* [O que fazer]:
- A) Reproduza fielmente os registros, começando pela primeira linha e seguindo até a linha que contém "x=490 y=645", inclusive. Omita as imagens na resposta.
- B) Retome o texto sobre a polidez e o homem cordial e prossiga a partir do ponto em que ele termina.

* [Texto fornecido]:

....

Seria engano supor que essas virtudes possam significar
“boas maneiras”, civilidade. São antes de tudo expressões
legítimas de um fundo emotivo extremamente rico e transbordante. Na civilidade há qualquer coisa de coercitivo — ela
pode exprimir-se em mandamentos e em sentenças. Entre
os japoneses, onde, como se sabe, a polidez envolve os
aspectos mais ordinários do convívio social, chega a ponto
de confundir-se, por vezes, com a reverência religiosa. Já
houve quem notasse este fato significativo, de que as formas exteriores de veneração à divindade, no cerimonial xintoísta, não diferem essencialmente das maneiras sociais de
demonstrar respeito.
Nenhum povo está mais distante dessa noção ritualista
da vida do que o brasileiro. Nossa forma ordinária de convívio social é, no fundo, justamente o contrário da polidez. Ela
pode iludir na aparência — e isso se explica pelo fato de a
atitude polida consistir precisamente em uma espécie de mímica deliberada de manifestações que são espontâneas no
“homem cordial”: é a forma natural e viva que se converteu
em fórmula. Além disso a polidez é, de algum modo, organização de defesa ante a sociedade. Detém-se na parte exterior, epidérmica do indivíduo, podendo mesmo servir, quando
necessário, de peça de resistência. Equivale a um disfarce
que permitirá a cada qual preservar intatas sua sensibilidade
e suas emoções.

....

* [Dados fornecidos]:
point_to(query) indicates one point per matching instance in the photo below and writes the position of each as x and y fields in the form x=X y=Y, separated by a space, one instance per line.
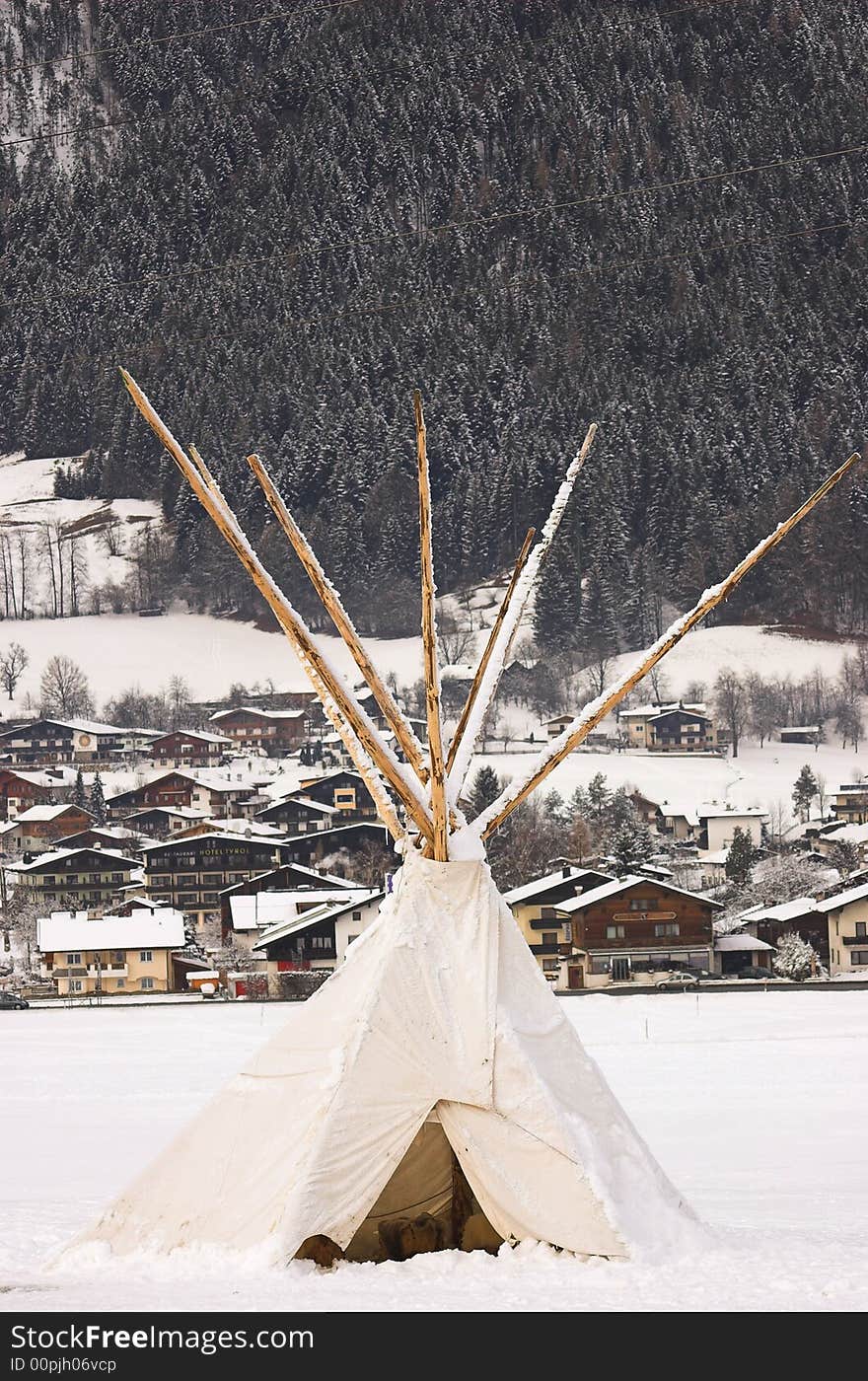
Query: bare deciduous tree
x=732 y=704
x=64 y=688
x=13 y=665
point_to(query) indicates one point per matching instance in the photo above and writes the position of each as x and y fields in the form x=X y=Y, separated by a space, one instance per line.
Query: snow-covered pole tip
x=360 y=759
x=491 y=676
x=591 y=715
x=334 y=605
x=429 y=644
x=326 y=681
x=490 y=645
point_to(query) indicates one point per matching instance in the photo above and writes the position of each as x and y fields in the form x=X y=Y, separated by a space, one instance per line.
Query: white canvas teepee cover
x=438 y=1005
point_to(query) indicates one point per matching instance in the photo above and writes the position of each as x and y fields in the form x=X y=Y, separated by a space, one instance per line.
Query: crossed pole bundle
x=429 y=784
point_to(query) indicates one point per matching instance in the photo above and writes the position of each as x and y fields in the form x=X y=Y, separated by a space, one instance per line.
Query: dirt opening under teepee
x=425 y=1205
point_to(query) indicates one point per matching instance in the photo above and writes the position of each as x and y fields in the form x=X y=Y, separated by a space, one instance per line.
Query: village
x=246 y=856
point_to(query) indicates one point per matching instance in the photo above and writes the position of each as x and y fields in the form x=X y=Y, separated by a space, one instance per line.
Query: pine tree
x=740 y=858
x=803 y=791
x=795 y=959
x=96 y=803
x=484 y=789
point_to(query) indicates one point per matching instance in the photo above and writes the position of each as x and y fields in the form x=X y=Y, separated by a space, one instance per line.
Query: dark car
x=10 y=1000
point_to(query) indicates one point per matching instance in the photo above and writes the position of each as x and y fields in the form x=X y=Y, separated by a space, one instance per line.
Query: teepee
x=435 y=1072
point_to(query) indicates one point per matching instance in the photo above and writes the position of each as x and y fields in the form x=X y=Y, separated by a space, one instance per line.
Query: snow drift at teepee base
x=439 y=1035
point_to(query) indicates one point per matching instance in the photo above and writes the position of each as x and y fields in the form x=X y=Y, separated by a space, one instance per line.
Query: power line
x=307 y=9
x=380 y=308
x=301 y=252
x=186 y=34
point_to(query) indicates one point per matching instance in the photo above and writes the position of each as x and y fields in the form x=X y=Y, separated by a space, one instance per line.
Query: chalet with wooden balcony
x=38 y=828
x=670 y=728
x=632 y=929
x=87 y=880
x=850 y=803
x=73 y=741
x=109 y=955
x=190 y=749
x=537 y=909
x=190 y=873
x=21 y=790
x=273 y=732
x=319 y=938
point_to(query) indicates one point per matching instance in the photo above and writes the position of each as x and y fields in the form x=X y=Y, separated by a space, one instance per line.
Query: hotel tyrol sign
x=645 y=915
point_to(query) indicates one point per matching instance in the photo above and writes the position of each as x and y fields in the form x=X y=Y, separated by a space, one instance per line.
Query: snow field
x=755 y=1104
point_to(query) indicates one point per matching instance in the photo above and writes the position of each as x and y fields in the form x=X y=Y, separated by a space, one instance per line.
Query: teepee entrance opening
x=425 y=1205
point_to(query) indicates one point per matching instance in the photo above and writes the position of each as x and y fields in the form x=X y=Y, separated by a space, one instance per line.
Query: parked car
x=9 y=1001
x=678 y=981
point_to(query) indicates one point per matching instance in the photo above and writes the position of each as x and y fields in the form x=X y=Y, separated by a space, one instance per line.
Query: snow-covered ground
x=758 y=776
x=28 y=506
x=119 y=651
x=757 y=1105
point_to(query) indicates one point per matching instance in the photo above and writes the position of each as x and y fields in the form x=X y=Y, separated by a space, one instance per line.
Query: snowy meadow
x=755 y=1104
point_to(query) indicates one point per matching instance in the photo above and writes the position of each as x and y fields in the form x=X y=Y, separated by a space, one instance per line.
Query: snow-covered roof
x=265 y=910
x=144 y=928
x=622 y=884
x=712 y=856
x=45 y=812
x=262 y=714
x=781 y=911
x=741 y=942
x=183 y=812
x=543 y=884
x=55 y=855
x=229 y=836
x=330 y=911
x=833 y=904
x=849 y=833
x=200 y=735
x=645 y=711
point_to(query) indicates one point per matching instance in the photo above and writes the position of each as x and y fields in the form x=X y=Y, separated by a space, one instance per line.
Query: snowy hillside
x=55 y=552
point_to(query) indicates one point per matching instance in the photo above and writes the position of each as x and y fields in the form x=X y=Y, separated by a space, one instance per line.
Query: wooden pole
x=564 y=743
x=486 y=656
x=356 y=750
x=360 y=759
x=429 y=645
x=325 y=680
x=403 y=732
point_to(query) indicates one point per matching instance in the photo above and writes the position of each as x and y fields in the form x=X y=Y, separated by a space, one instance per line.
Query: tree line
x=259 y=239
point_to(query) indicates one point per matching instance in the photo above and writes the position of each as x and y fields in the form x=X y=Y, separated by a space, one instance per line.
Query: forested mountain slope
x=289 y=224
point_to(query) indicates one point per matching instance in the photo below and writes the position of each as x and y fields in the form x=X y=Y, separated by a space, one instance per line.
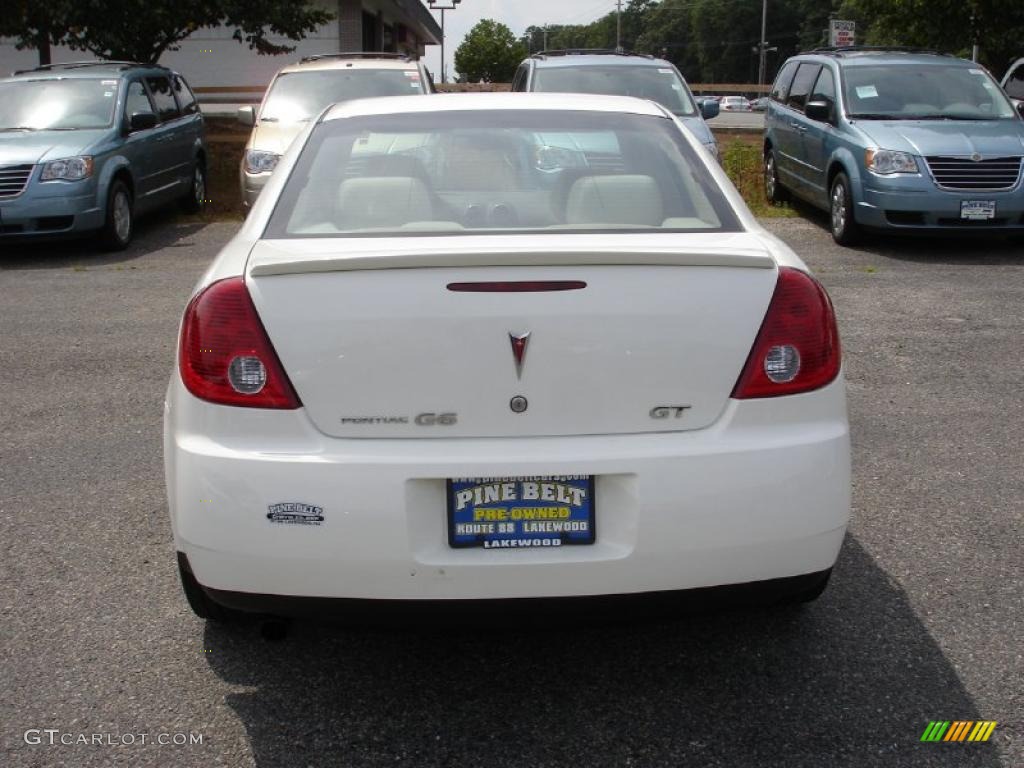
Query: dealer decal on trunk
x=295 y=513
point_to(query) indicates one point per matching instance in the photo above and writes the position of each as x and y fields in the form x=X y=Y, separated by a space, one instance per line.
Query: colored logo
x=519 y=343
x=958 y=730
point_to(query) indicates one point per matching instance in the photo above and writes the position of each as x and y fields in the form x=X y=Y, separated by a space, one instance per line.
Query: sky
x=517 y=14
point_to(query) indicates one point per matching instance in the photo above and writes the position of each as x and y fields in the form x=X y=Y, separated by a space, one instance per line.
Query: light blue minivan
x=895 y=140
x=86 y=145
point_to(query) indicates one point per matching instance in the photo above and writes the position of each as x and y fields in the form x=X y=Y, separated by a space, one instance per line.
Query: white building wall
x=212 y=58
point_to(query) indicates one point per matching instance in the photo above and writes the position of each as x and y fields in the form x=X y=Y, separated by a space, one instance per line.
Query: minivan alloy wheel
x=845 y=229
x=122 y=215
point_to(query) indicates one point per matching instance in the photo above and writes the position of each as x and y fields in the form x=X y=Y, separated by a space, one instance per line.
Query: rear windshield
x=297 y=96
x=516 y=171
x=74 y=103
x=928 y=92
x=660 y=84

....

* [Respostas por tarefa]:
- A)
point_to(query) indicates one point per matching instance in the photo below and writes the position of each as x and y fields in the form x=X y=Y, separated by a space, one instance per line.
Query: bare deciduous tree
x=732 y=704
x=64 y=688
x=13 y=665
point_to(query) indicates one point per matching instance in the photo above and writes the position of each as x and y fields in the form x=X y=Y, separated by a space, one instance per line.
Query: snow-covered pole tip
x=360 y=759
x=491 y=676
x=591 y=715
x=334 y=605
x=429 y=644
x=326 y=681
x=490 y=645

- B)
Por meio de semelhante padronização das formas exteriores da cordialidade, que não precisam ser legítimas para
se manifestarem, revela-se um decisivo triunfo do espírito
sobre a vida. Armado dessa máscara, o indivíduo consegue
manter sua supremacia ante o social. E, efetivamente, a polidez implica uma presença contínua e soberana do indivíduo.
No “homem cordial”, a vida em sociedade é, de certo
modo, uma verdadeira libertação do pavor que ele sente em
viver consigo mesmo, em apoiar-se sobre si próprio em todas
as circunstâncias da existência. Sua maneira de expansão
para com os outros reduz o indivíduo, cada vez mais, à parcela social, periférica, que no brasileiro — como bom americano — tende a ser a que mais importa. Ela é antes um viver
nos outros.
(O homem cordial, 2012.)
1
lhaneza: afabilidade.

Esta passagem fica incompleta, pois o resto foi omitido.